** GIVEN TASK **
Convert every line of the data below into a JSON list of strings, one string per line, and leave out blank lines and picture lines.

[Image annotation data]
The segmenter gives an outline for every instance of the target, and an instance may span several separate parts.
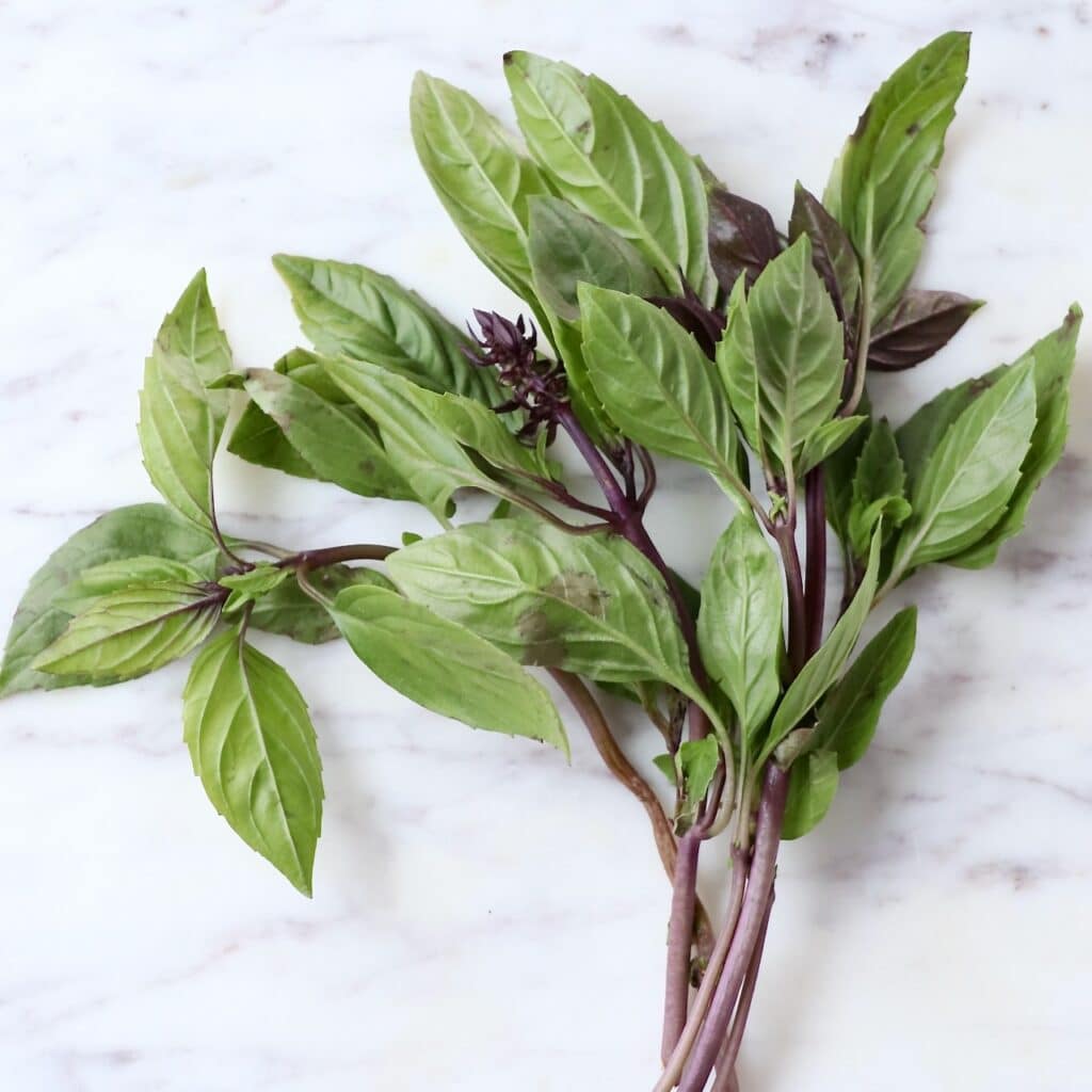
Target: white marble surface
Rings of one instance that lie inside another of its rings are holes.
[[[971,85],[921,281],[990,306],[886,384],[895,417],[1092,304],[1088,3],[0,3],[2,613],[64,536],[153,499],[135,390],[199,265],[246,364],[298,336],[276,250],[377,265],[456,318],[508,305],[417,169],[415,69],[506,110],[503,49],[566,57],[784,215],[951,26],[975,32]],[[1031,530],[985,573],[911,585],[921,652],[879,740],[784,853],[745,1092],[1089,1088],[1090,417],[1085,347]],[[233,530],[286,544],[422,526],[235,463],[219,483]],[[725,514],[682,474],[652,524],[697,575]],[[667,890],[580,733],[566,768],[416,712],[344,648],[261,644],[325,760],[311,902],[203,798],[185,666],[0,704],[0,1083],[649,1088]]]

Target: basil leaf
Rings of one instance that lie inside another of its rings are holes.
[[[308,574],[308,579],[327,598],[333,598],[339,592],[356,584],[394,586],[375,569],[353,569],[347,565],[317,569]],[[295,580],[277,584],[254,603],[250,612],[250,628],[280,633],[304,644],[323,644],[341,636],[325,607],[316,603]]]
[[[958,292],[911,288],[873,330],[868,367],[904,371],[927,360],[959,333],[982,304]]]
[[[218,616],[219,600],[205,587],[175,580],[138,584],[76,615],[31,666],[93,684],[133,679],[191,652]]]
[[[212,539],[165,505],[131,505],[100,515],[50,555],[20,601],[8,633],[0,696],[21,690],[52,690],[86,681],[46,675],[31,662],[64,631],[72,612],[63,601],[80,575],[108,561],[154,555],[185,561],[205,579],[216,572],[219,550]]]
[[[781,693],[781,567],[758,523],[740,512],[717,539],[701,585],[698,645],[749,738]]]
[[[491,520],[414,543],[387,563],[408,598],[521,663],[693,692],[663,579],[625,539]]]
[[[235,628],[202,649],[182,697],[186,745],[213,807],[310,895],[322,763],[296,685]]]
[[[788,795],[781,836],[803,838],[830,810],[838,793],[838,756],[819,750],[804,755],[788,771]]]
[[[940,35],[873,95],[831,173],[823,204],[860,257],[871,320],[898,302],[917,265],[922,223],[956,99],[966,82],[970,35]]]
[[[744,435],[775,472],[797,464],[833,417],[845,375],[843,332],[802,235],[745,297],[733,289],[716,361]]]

** FINISHED EXERCISE **
[
  "The segmenter gives an outline for every instance of the target, and an instance may span several separate parts.",
  "Target: white marble surface",
  "Rings of one instance that lie inside another of its rings are holes.",
  "[[[971,85],[921,281],[990,306],[886,384],[895,417],[1092,304],[1088,3],[0,3],[2,613],[64,536],[153,499],[135,390],[199,265],[246,364],[298,336],[276,250],[377,265],[456,318],[508,305],[417,169],[415,69],[506,110],[503,49],[566,57],[784,215],[951,26],[975,32]],[[1031,530],[985,573],[911,585],[921,652],[879,740],[784,853],[745,1092],[1089,1088],[1090,417],[1085,347]],[[233,530],[286,544],[422,526],[235,463],[219,483]],[[725,514],[682,474],[652,524],[697,575]],[[667,890],[580,733],[566,768],[416,712],[344,648],[261,644],[325,760],[311,902],[203,798],[185,666],[0,704],[0,1083],[649,1088]]]",
  "Target: basil leaf",
  "Rings of one instance that lie inside another of its rings are holes.",
  "[[[308,574],[308,579],[327,598],[333,598],[339,592],[356,584],[394,586],[375,569],[353,569],[347,565],[317,569]],[[295,580],[277,584],[254,603],[250,612],[250,628],[280,633],[304,644],[323,644],[341,636],[325,607],[316,603]]]",
  "[[[958,292],[911,288],[873,330],[868,367],[904,371],[927,360],[959,333],[982,304]]]",
  "[[[218,616],[219,600],[205,587],[175,580],[138,584],[76,615],[31,666],[93,684],[133,679],[191,652]]]",
  "[[[212,539],[165,505],[131,505],[100,515],[50,555],[20,601],[8,633],[0,696],[21,690],[52,690],[86,681],[46,675],[31,662],[64,631],[72,612],[63,601],[80,575],[108,561],[154,555],[185,561],[205,579],[216,572],[219,550]]]",
  "[[[781,693],[781,567],[758,523],[740,512],[717,539],[701,585],[698,645],[749,738]]]",
  "[[[491,520],[414,543],[387,563],[408,598],[521,663],[693,692],[663,579],[625,539]]]",
  "[[[235,628],[202,649],[182,697],[186,745],[213,807],[310,895],[322,763],[296,685]]]",
  "[[[788,795],[781,836],[803,838],[830,810],[838,793],[838,756],[819,750],[804,755],[788,771]]]",
  "[[[940,35],[873,95],[831,173],[823,204],[860,257],[871,320],[898,302],[917,265],[922,223],[956,99],[966,82],[970,35]]]",
  "[[[744,435],[775,472],[797,464],[833,417],[845,375],[843,332],[802,235],[745,297],[733,289],[716,361]]]"
]